> _DATASET EXCERPTS_

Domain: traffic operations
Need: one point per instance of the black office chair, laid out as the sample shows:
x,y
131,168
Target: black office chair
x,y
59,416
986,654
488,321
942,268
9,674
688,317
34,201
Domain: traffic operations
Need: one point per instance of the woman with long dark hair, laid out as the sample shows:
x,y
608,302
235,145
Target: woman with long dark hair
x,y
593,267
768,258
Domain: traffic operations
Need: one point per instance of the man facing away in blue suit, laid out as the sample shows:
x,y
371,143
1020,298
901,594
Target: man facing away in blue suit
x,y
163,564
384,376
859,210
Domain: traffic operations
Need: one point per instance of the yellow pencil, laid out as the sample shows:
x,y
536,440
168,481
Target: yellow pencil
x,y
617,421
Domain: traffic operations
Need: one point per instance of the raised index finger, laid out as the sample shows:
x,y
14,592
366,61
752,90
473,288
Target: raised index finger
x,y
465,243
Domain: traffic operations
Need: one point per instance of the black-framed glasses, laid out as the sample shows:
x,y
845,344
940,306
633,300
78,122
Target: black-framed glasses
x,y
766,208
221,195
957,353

> _PROMPT_
The whole listing above needs to be written out exactly.

> _YOUR RESPONSE_
Domain: traffic operations
Need: one point per instance of the black office chair, laid out as the sample shows:
x,y
131,168
Target: black office chair
x,y
59,416
986,654
488,321
942,268
9,674
688,317
34,201
Domain: traffic operations
Need: one point per instance of the woman with long dark hair, laid out as the sample shows:
x,y
608,302
235,145
Target: woman with long dark hair
x,y
593,267
768,258
Domain: traffic operations
Need: one point per instance of the man facing away in blue suit, laid out as the sample shows:
x,y
371,143
1020,298
901,594
Target: man facing away in blue suit
x,y
163,564
384,376
859,210
Domain: traffic operations
Need: one point per instance of the yellow pencil, laid out as the sample shows:
x,y
536,440
168,481
Target: yellow pencil
x,y
617,421
Domain: traffic operations
Need: one point per instance of the raised index finger, laid out as the sample shows:
x,y
14,592
366,61
752,90
473,288
Target: raised index finger
x,y
465,243
Domain: traffic operations
Need: one point per instance of the black-framed glasses, laid out as the sample shows:
x,y
845,344
940,306
633,300
78,122
Target: black-framed glasses
x,y
766,208
221,195
957,353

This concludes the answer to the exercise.